<<<<
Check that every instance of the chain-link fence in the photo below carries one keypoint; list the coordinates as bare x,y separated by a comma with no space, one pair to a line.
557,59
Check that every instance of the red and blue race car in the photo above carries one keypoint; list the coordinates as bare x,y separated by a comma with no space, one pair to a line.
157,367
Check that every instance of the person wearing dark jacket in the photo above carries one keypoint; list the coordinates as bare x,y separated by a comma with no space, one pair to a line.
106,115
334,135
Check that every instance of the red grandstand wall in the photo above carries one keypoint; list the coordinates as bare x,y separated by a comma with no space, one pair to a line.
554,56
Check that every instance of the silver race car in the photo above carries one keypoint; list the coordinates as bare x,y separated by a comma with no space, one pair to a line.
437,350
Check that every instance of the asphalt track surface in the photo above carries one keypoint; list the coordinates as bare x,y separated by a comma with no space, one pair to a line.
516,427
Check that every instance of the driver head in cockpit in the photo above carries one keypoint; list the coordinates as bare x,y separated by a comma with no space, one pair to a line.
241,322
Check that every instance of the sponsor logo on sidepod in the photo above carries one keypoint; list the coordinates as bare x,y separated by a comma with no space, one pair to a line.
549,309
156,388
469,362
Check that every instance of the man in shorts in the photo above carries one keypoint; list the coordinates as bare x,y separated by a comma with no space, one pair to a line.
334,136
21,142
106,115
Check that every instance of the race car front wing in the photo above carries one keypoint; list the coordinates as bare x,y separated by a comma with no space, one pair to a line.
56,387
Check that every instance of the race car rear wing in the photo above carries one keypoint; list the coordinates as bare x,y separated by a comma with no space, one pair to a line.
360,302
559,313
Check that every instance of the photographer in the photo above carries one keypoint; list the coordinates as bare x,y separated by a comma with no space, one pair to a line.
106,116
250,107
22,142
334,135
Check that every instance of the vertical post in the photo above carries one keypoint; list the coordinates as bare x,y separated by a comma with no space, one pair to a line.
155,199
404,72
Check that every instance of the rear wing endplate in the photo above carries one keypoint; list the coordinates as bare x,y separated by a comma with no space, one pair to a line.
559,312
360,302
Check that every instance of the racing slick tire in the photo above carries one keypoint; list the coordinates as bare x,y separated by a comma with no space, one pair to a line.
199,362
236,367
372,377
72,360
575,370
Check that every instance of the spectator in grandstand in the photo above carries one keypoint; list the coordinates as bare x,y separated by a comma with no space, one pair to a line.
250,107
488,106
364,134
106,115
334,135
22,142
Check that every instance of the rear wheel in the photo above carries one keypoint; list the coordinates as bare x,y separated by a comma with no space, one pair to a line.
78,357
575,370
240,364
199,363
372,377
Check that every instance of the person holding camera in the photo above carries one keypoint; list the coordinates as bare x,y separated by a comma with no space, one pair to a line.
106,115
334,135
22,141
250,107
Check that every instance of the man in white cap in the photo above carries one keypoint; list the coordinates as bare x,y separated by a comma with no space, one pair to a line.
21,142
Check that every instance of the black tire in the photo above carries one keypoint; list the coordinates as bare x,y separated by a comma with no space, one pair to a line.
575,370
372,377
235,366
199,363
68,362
>>>>
▶ _Goal_: Copy every row above word for word, from the first to the last.

▶ _Solution below_:
Check that every instance of the chain-link fence in the photo below carries one keypoint; list the coordinates as bare x,y separated by a comma with no space, one pair to a line.
557,59
Check that every instance of the red and blue race car in the photo above carries one keypoint; list the coordinates as bare x,y separated by a comma with no space, one pair to a line.
157,367
Check that every instance of the person wearing dark jacket in the photo above carries one keypoint; list the coordinates as bare x,y separated by a comma with no space, one pair to a line.
106,115
334,135
Check that every instance of the red grandstand wall in the photo above carries one keypoint; list the coordinates as bare x,y separated by a comma with no space, one pair to a line.
554,56
Check that every instance of the silver race car in the photo above carries one keypoint; list the coordinates as bare x,y separated by a comma with no space, one pair to a line.
437,350
Check that every instance of the asphalt track surface in the photo above carries one keypoint; list the coordinates as bare x,y separated by a comma with no space, one pair to a line.
516,427
Check that every instance of the driver head in cockpit in the photo above carries one keypoint; list the coordinates as bare x,y separated by a comma with no space, one pair to a line.
241,322
Check that every instance of the sponsor logo on sidepod in the photo above carries one keypoint; list the coordinates as bare x,y separated by a comma with no space, one pair to a line.
549,309
156,388
469,362
Check that every instance of the man in shorts in the photo above carries one keypoint; list the coordinates as bare x,y separated by a comma with no space, one pair to a line.
334,136
21,142
106,115
Check that every instance of the race car front wing in the photo above carries one keypoint; list the coordinates as bare x,y separated by a comma with no space, one pair to a line.
56,387
Check that every instance of the race car rear wing in the photo above carries one keypoint; list the coordinates as bare x,y separated by a comma with no space, one pair to a line.
360,302
559,313
Check that every instance of the photographer in the photo above carries one keypoint; list the coordinates as bare x,y separated by a comma with no space, one pair to a line.
106,116
250,107
22,142
334,135
Check that every instance of the vertical post in the photo above carries one keypoint; list the coordinates as bare x,y separated by a comma with no space, one pair to a line.
155,199
404,72
Check that every instance of the rear wing endplate in the photo above carries one keypoint; list the coordinates as bare x,y separated by a comma with no space, one pair to a line.
559,312
360,302
Check that every instance of the racing slick tire in the photo above carries one keypoint; list the coordinates as bare x,y separated by a comma with no space, one pair to a line.
199,362
236,367
372,377
72,360
575,370
Check that every instance of the spectator in grandstand in the photo above carries one keypoint; list the coordinates as bare x,y separated by a comma with no space, one pair to a line.
250,107
488,106
364,134
106,115
334,135
22,142
Check that every instance of the rear wheel in the photo above carries one keypoint; list the coordinates as bare x,y separated by a comma with no space, one pair to a line.
78,357
575,370
240,364
199,363
372,377
Check that every instance of the person holding camera in the photo above carries one keypoint; list the coordinates as bare x,y separated by a comma with no space, one pair to a line.
106,115
334,135
22,141
250,107
Check that every instance of the man in white cap in the photo above carries one keypoint; list the coordinates as bare x,y separated by a comma with no space, one pair to a line.
21,142
Check that every instance of the black tire in the photo above carries one keypoint; list the coordinates as bare x,y separated by a comma with no space, one pair to a line.
575,370
372,377
235,366
199,363
68,362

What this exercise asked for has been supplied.